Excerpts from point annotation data
•••

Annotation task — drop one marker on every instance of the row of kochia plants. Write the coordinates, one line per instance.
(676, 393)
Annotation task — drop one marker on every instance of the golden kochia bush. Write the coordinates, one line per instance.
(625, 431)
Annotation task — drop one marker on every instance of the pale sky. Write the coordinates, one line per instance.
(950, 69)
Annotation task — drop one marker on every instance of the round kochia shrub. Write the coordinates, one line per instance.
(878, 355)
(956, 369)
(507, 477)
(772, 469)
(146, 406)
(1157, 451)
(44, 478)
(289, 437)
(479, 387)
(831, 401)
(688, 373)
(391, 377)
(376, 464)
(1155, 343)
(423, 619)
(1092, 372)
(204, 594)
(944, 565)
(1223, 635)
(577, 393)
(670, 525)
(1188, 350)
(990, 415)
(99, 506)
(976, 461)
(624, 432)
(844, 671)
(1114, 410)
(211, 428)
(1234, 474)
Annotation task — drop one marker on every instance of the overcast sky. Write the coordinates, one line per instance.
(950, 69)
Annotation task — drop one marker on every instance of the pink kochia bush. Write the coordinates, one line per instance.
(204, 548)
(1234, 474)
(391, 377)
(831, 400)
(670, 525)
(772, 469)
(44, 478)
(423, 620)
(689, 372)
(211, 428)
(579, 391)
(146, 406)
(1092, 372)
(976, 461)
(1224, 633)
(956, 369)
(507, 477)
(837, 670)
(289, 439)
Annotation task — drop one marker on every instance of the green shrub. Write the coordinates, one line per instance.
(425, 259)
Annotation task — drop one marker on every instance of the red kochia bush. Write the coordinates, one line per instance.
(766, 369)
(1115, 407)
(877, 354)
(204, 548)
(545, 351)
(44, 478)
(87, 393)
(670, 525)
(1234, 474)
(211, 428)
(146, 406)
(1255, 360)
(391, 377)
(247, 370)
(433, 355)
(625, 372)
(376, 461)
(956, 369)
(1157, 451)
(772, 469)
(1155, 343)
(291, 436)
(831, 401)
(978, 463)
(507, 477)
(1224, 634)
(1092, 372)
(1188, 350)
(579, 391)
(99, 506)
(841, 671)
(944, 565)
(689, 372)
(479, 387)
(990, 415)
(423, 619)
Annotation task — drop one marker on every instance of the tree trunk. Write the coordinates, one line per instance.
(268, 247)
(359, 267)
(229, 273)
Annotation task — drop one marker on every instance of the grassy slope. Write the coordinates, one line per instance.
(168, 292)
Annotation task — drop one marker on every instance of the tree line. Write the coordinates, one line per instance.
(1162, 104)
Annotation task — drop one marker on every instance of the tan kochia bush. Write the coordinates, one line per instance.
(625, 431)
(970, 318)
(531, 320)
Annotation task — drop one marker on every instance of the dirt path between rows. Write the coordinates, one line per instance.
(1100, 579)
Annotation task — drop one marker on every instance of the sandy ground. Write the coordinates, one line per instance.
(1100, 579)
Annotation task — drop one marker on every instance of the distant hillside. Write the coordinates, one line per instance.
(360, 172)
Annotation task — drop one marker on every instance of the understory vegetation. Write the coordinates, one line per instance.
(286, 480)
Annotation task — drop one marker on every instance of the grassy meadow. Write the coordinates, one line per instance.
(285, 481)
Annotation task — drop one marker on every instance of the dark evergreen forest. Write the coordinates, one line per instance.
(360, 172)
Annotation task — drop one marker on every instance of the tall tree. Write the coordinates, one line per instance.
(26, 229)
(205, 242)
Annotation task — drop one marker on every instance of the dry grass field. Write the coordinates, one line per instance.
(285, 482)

•••

__Problem to solve__:
Rewrite every item above, switching "drop one marker" to "place a single point" and leaving everything else unchanged.

__Answer in full__:
Annotation task — place a single point on every instance of the row of kochia plants. Write the coordinates, one line per instance.
(676, 393)
Annotation task — place a single point on every instance of the golden kochia bush. Write the coordinates, one line per instance.
(625, 431)
Annotation task — place a single point on every instance of the pale sky. Write the coordinates, one line per instance.
(950, 69)
Annotation task — place a single point on every instance of the round kochia shrub. Write the coordinates, one line per instance.
(878, 355)
(956, 369)
(507, 477)
(772, 469)
(146, 406)
(1157, 451)
(44, 478)
(289, 437)
(479, 387)
(831, 401)
(688, 373)
(391, 377)
(376, 464)
(1155, 343)
(423, 619)
(1092, 372)
(204, 594)
(944, 565)
(1223, 635)
(577, 393)
(670, 525)
(1188, 350)
(990, 415)
(99, 506)
(976, 461)
(624, 432)
(844, 671)
(1114, 410)
(211, 428)
(1234, 474)
Annotation task — place a single point on every instance of the overcast sky. Write the coordinates, one line per instance.
(950, 69)
Annotation task — place a single point on every instance of the pink kochia bush. Write the coordinates, one line per instance.
(204, 548)
(1234, 474)
(391, 377)
(831, 400)
(670, 525)
(772, 469)
(44, 478)
(423, 620)
(689, 372)
(211, 428)
(579, 391)
(146, 406)
(1092, 372)
(976, 461)
(1224, 633)
(956, 369)
(507, 477)
(837, 670)
(289, 439)
Annotation task — place a single point on every instance of the green shrub. Write the coordinates, one line per instance.
(425, 259)
Annotation task — place a single point on every instance of the red kochia bush. Write the coordinates, one line per instance.
(766, 369)
(1115, 407)
(877, 354)
(204, 548)
(545, 351)
(44, 478)
(87, 393)
(670, 525)
(1234, 474)
(211, 428)
(146, 406)
(1255, 360)
(391, 377)
(247, 370)
(433, 355)
(625, 372)
(376, 461)
(956, 369)
(1157, 451)
(772, 469)
(1155, 343)
(291, 436)
(831, 401)
(978, 463)
(507, 477)
(1224, 634)
(1092, 372)
(1188, 350)
(579, 391)
(99, 506)
(841, 671)
(944, 565)
(689, 372)
(479, 387)
(990, 415)
(423, 619)
Annotation task — place a single point on every instance of the tree trunk. Write the coordinates, one line per instance.
(268, 247)
(359, 267)
(229, 273)
Annotation task — place a single point on every instance of the grassy slope. Write the coordinates, one line per instance.
(168, 292)
Annotation task — place a single point on every instance of the tree line. Write the coordinates, one line per instance.
(1162, 104)
Annotation task — place a single point on every instance of the tan kochia bush. Write the coordinates, one line per instance.
(625, 431)
(970, 318)
(531, 320)
Annotation task — place a single point on every instance of the dirt path between rows. Write the coordinates, one line per instance.
(1100, 579)
Annotation task — place a single point on every instance of the sandy ground. Write the coordinates, one line per instance.
(1100, 579)
Annotation task — place a single point on every instance of the distant hillside. Write the coordinates, one line per instance.
(360, 172)
Annotation task — place a single point on every instance of the understory vegetation. Write the coordinates, one line per instance.
(286, 480)
Annotation task — place a single point on every instance of the grassy meadow. Write the coordinates, one line per instance.
(285, 481)
Annotation task — place a single point on every instance of the dark evergreen forest. Write the coordinates, one line per instance.
(360, 172)
Annotation task — place a single point on every instance of the tall tree. Write the coordinates, one line per instance.
(26, 229)
(205, 242)
Annotation task — place a single point on every instance of the dry grass field. Write the coordinates, one line per instance.
(285, 482)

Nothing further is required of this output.